◆ TASK PROMPT: Take every line from the material that has the word "black" in it.
Content starts
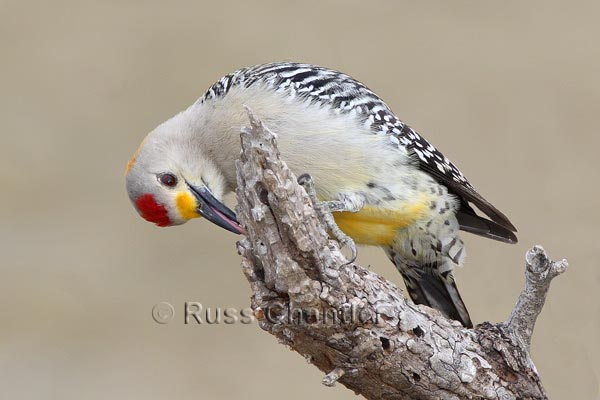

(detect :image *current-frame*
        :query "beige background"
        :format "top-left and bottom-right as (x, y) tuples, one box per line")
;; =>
(1, 1), (599, 398)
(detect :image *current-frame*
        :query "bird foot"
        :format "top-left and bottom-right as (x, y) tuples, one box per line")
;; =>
(297, 173), (358, 265)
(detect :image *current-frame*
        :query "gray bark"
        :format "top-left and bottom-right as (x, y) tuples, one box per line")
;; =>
(235, 109), (568, 400)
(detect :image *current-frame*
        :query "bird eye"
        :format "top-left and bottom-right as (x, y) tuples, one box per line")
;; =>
(158, 173), (178, 188)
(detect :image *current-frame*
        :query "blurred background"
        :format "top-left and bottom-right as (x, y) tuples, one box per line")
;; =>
(1, 1), (599, 398)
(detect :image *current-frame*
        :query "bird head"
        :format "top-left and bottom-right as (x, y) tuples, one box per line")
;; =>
(125, 114), (244, 234)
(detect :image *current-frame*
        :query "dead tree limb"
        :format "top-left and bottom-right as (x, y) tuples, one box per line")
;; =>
(235, 109), (568, 400)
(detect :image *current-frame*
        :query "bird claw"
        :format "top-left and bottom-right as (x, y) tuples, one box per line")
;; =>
(338, 235), (358, 266)
(297, 174), (358, 266)
(297, 173), (313, 188)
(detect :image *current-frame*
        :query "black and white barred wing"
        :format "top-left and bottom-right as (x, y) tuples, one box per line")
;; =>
(395, 124), (518, 243)
(203, 62), (517, 243)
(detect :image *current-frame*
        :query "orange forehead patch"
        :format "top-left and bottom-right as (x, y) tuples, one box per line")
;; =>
(125, 157), (137, 176)
(125, 136), (149, 176)
(125, 146), (142, 176)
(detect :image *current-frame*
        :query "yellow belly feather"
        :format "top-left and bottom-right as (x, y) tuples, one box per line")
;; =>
(333, 196), (429, 246)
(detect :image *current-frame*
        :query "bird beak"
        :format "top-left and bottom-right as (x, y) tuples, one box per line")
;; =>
(187, 183), (245, 235)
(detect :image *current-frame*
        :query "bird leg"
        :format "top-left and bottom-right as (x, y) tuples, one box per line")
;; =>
(297, 173), (358, 265)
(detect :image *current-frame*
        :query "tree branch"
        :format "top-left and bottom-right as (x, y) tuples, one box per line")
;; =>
(235, 109), (568, 400)
(506, 246), (568, 351)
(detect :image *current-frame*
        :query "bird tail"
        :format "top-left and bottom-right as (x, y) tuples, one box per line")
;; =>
(457, 202), (518, 244)
(398, 266), (473, 328)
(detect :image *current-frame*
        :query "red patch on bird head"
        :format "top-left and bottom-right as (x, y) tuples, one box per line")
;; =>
(135, 193), (171, 227)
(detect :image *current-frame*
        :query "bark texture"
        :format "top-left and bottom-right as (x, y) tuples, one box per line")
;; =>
(235, 109), (568, 400)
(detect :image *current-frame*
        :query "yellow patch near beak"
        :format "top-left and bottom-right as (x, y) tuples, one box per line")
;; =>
(176, 192), (200, 220)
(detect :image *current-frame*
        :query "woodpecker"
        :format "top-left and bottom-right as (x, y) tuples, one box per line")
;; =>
(125, 62), (517, 328)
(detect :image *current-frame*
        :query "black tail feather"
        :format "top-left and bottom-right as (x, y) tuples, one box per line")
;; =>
(402, 270), (473, 328)
(457, 211), (518, 244)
Content ends
◆ SOLUTION:
        :query "black and white barred wing"
        :query "black tail feather"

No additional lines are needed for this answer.